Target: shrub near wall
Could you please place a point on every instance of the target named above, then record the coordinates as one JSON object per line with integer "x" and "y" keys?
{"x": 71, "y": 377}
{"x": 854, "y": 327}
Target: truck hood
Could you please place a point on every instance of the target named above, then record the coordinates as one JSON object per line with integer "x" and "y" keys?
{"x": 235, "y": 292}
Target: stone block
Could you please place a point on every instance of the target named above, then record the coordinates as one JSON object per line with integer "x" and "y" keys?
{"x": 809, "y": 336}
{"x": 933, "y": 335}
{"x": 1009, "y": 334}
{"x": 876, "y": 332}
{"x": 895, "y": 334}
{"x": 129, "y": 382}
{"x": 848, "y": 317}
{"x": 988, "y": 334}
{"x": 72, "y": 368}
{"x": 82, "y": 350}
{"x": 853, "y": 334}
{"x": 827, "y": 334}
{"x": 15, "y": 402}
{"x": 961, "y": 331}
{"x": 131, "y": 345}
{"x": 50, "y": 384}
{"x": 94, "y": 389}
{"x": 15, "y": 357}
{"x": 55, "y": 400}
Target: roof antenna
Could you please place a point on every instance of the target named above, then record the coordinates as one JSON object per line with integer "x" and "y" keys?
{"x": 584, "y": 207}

***

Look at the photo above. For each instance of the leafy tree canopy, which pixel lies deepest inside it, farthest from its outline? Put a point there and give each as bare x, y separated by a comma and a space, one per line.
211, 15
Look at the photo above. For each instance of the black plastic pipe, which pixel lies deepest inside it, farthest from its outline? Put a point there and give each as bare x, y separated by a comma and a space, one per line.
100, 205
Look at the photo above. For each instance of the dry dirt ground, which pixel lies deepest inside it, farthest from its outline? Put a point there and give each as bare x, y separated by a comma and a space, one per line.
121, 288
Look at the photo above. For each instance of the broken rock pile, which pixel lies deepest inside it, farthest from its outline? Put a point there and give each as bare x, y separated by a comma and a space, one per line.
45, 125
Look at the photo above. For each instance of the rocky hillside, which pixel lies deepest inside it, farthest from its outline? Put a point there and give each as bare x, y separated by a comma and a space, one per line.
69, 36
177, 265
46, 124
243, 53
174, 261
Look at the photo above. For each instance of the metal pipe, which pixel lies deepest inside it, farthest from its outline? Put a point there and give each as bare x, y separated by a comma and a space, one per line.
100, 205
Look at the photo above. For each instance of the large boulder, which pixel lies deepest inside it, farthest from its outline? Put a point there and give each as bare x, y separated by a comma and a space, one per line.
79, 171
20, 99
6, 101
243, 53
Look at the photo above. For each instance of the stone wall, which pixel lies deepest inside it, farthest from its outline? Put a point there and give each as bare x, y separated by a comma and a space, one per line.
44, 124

***

### Exercise goal
Each line in the entries above, starting at the line with "Target: shrub near wall" and ending at the line with "Target: truck hood", is to be printed exactly, and only those lines.

### Task response
Target: shrub near wall
Could you please place a point on every instance of the target named above, then record the coordinates as one JSON object per line with integer "x" and "y" keys?
{"x": 71, "y": 377}
{"x": 854, "y": 327}
Target: truck hood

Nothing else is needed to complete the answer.